• **RAW DATA**:
---
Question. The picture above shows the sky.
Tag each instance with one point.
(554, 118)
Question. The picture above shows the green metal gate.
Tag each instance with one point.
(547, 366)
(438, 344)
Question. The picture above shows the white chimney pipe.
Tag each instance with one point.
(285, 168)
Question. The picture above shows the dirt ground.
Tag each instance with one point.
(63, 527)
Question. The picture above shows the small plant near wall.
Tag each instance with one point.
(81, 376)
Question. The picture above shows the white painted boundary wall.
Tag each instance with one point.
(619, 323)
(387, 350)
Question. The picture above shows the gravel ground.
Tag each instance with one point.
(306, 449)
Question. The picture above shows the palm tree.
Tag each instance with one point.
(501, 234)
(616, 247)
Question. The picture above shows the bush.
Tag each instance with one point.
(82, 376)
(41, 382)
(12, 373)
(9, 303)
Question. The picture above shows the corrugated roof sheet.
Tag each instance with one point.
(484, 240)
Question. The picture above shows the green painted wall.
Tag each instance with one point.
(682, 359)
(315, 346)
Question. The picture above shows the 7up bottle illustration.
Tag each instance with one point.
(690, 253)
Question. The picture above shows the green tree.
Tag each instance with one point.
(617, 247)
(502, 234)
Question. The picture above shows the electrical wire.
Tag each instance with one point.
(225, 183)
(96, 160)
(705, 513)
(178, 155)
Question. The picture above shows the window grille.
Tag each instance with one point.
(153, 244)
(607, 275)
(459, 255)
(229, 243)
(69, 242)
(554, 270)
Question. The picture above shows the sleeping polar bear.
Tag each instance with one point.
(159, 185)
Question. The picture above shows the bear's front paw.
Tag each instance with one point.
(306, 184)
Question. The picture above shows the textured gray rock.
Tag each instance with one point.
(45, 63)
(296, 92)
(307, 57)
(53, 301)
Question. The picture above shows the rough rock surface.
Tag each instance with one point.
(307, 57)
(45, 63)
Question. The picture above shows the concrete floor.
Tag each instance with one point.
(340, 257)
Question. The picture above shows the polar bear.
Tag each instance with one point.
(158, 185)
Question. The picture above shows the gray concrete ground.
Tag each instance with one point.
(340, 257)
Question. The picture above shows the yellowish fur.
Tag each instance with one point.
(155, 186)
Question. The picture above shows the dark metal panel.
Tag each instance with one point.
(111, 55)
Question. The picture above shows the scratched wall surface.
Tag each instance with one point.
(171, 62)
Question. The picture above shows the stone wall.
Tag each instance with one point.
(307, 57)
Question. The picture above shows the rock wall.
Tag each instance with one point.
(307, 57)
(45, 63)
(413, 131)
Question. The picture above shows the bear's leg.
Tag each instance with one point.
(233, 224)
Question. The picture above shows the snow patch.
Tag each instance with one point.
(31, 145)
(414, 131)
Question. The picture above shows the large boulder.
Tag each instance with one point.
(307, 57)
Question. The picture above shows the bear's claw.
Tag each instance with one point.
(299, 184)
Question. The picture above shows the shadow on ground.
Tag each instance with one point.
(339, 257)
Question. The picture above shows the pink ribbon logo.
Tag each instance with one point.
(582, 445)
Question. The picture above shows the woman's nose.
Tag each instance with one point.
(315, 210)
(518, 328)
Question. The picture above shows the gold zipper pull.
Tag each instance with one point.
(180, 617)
---
• **REQUEST**: Please write out all of the records above word for word, keeping every line unchanged.

• **RESPONSE TO THE EXERCISE**:
Question. The picture above shows the sky.
Tag each instance with one point.
(554, 118)
Question. The picture above shows the green metal gate.
Tag each instance with one point.
(547, 366)
(438, 344)
Question. The picture above shows the white chimney pipe.
Tag each instance with one point.
(285, 168)
Question. The picture above shows the dirt ground.
Tag each instance with one point.
(63, 527)
Question. The picture above shows the small plant near wall.
Tag each instance with one point.
(81, 376)
Question. The picture above shows the white painted boundary wall.
Tag each instance with one point.
(619, 323)
(387, 350)
Question. The picture above shows the gravel ground.
Tag each instance with one point.
(306, 449)
Question. The picture above shows the palm tree.
Tag each instance with one point.
(501, 234)
(616, 247)
Question. The picture above shows the bush.
Tag each instance with one point.
(82, 376)
(41, 382)
(12, 373)
(9, 303)
Question. The picture above shows the corrugated roof sheet.
Tag each instance with one point.
(484, 240)
Question. The picture above shows the green painted wall.
Tag each instance with one point.
(682, 359)
(315, 346)
Question. The picture above shows the 7up bottle illustration.
Tag each instance with one point.
(690, 253)
Question. The picture above shows the green tree.
Tag each instance with one point.
(617, 247)
(502, 234)
Question. The picture above shows the electrical wire.
Tag each instance with one point.
(225, 183)
(96, 160)
(705, 513)
(178, 155)
Question. The picture above shows the window grille.
Tag each instance with one point.
(153, 244)
(607, 275)
(459, 255)
(229, 243)
(69, 242)
(554, 270)
Question. The picture above shows the sleeping polar bear.
Tag each instance with one point.
(159, 185)
Question. The picture above shows the bear's front paw.
Tag each instance with one point.
(306, 184)
Question. The picture above shows the textured gray rock.
Tag each instance with one point.
(45, 63)
(296, 92)
(307, 57)
(53, 301)
Question. The picture above shows the rough rock surface.
Tag each instance with one point.
(307, 57)
(45, 63)
Question. The picture above shows the concrete floor.
Tag each instance with one point.
(340, 257)
Question. The picture above shows the polar bear.
Tag each instance with one point.
(158, 185)
Question. The picture above shows the gray concrete ground.
Tag each instance with one point.
(340, 257)
Question. The picture above shows the yellowish fur.
Tag each instance with one point.
(155, 186)
Question. The picture above shows the dark metal panel.
Tag each instance with one point.
(111, 55)
Question. The picture above shows the scratched wall surface.
Tag each instance with one point.
(171, 62)
Question. The picture above shows the stone wall.
Tag each instance with one point.
(307, 57)
Question. The picture above shows the rock wall.
Tag each instance with one point.
(307, 57)
(45, 63)
(413, 131)
Question. The picture above shows the bear's leg.
Tag each instance with one point.
(233, 224)
Question. The picture above shows the snow patch.
Tag each instance with one point.
(31, 145)
(414, 131)
Question. The picture above shows the large boulder.
Tag each instance with one point.
(307, 57)
Question. The picture above shows the bear's claw.
Tag each instance with one point.
(299, 184)
Question. The picture above shows the shadow on ground.
Tag each instance with one point.
(339, 257)
Question. The picture above shows the pink ribbon logo.
Tag each instance with one point.
(582, 445)
Question. The picture above shows the woman's nose.
Tag each instance with one point.
(315, 210)
(518, 328)
Question. The picture above shows the gold zipper pull.
Tag each instance with one point.
(180, 617)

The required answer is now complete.